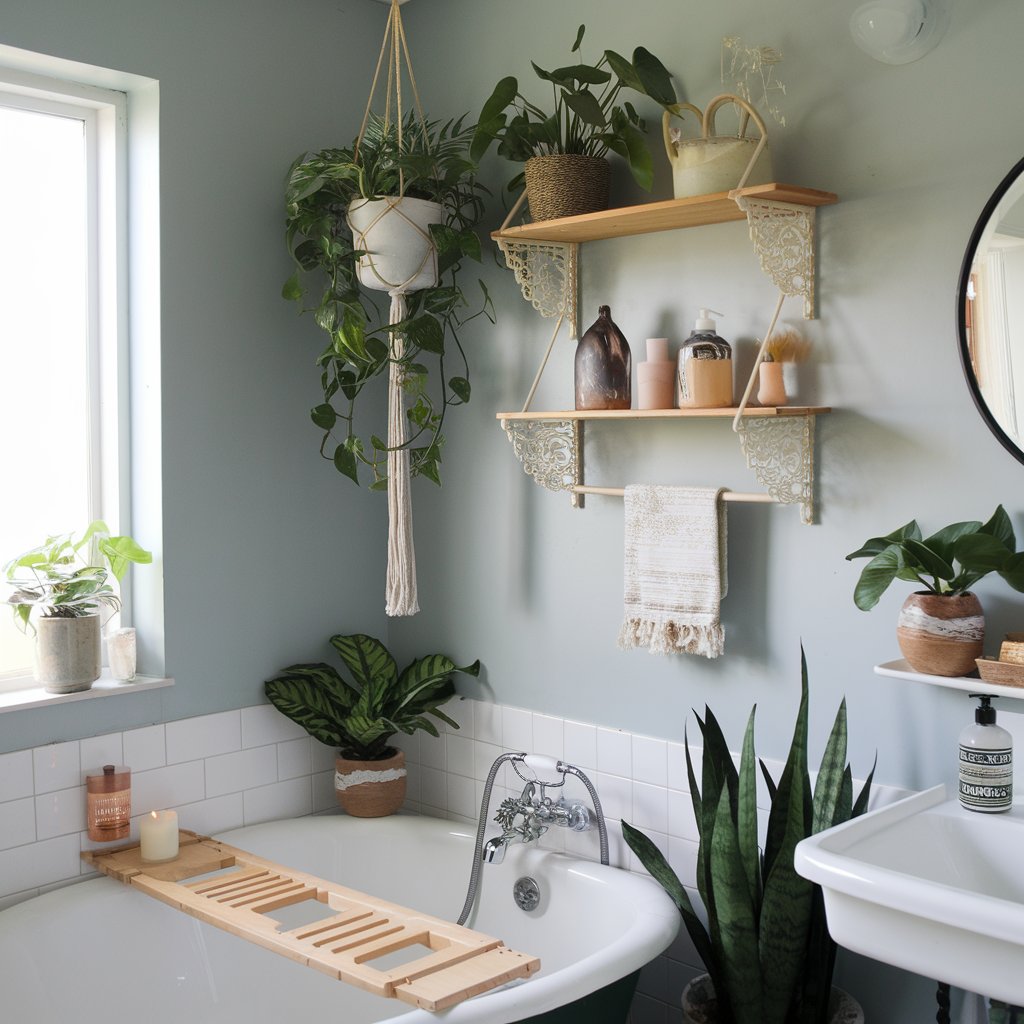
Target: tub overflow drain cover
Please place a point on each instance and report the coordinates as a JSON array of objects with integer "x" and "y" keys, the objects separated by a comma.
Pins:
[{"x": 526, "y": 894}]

--

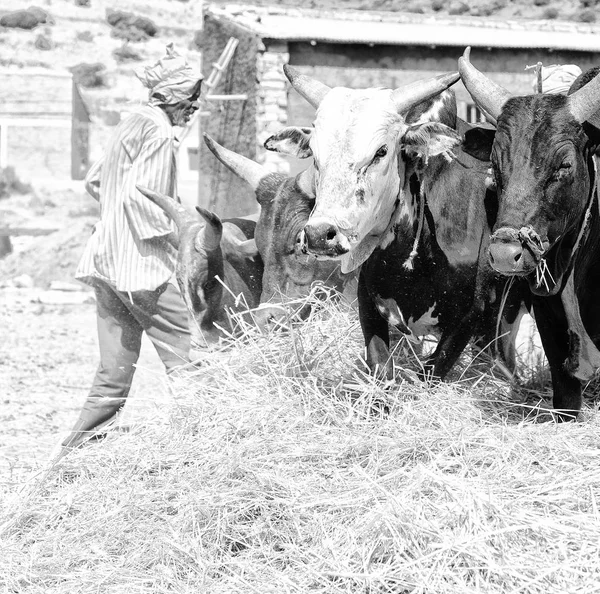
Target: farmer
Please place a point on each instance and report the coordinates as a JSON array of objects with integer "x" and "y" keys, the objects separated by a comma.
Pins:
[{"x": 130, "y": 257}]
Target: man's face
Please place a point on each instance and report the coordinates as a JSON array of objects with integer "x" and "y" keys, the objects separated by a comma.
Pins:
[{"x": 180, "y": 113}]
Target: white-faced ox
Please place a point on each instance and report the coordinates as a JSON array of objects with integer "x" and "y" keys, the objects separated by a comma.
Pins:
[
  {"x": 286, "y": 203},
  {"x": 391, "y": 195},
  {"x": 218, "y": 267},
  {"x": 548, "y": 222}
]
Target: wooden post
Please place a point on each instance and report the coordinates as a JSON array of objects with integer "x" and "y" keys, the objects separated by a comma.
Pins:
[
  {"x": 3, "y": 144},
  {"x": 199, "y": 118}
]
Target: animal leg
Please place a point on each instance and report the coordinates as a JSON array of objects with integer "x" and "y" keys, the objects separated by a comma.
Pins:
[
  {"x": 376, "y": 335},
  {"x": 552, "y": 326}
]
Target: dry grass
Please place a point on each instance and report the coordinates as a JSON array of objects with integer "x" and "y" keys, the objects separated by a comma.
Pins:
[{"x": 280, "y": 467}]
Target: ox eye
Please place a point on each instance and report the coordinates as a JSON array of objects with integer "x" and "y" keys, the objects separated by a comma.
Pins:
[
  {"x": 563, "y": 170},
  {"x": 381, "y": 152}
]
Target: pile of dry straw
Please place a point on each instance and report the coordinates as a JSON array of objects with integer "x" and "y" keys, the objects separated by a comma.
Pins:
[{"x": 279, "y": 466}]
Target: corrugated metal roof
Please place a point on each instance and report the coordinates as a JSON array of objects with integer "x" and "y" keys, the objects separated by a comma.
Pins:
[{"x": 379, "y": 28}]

> [What is required]: Once you have counted the lines above that contain "Target", give that number alone.

> [Completed exercise]: 10